What to produce: Tally the lines of these entries that include "instance"; respond with only that tally.

*** Opening Data to process ***

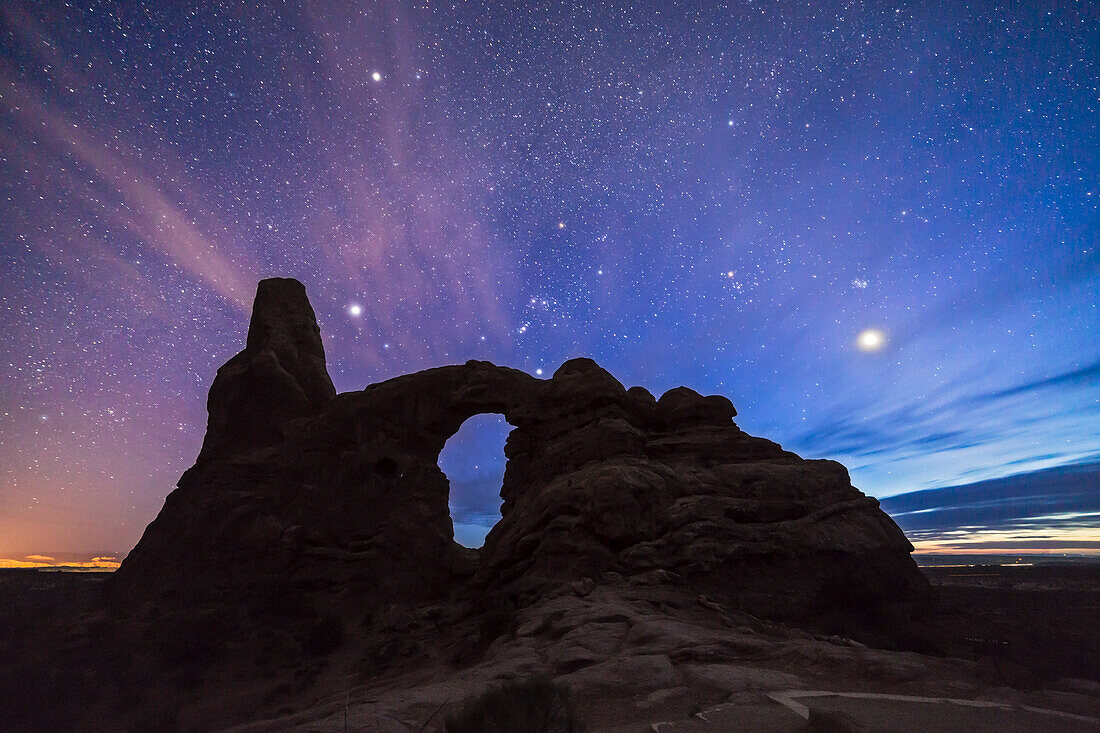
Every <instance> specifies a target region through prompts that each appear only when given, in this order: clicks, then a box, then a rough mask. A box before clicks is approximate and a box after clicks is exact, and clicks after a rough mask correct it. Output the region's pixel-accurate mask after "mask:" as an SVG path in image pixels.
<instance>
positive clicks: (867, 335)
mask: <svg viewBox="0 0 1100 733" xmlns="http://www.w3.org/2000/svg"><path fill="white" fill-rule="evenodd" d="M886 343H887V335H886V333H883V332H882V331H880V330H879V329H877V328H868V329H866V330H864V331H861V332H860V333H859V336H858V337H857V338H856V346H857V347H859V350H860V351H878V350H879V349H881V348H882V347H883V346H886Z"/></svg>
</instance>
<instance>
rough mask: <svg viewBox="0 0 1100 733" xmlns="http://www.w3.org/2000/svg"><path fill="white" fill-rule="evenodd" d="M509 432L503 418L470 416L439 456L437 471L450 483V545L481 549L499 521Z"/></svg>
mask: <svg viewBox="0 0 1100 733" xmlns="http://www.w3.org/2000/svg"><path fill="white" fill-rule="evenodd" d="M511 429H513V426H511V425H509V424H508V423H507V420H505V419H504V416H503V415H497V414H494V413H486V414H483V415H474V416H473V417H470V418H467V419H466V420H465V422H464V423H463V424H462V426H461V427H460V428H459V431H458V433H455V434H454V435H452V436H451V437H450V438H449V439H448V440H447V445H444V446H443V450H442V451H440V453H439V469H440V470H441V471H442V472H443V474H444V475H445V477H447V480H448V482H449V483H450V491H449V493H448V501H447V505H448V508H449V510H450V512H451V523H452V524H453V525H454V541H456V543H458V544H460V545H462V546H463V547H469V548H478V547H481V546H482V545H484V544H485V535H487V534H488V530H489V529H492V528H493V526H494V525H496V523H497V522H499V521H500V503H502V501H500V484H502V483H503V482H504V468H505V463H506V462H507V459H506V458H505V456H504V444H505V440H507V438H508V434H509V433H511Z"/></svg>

*** Closing Data to process ***

Solution below: 4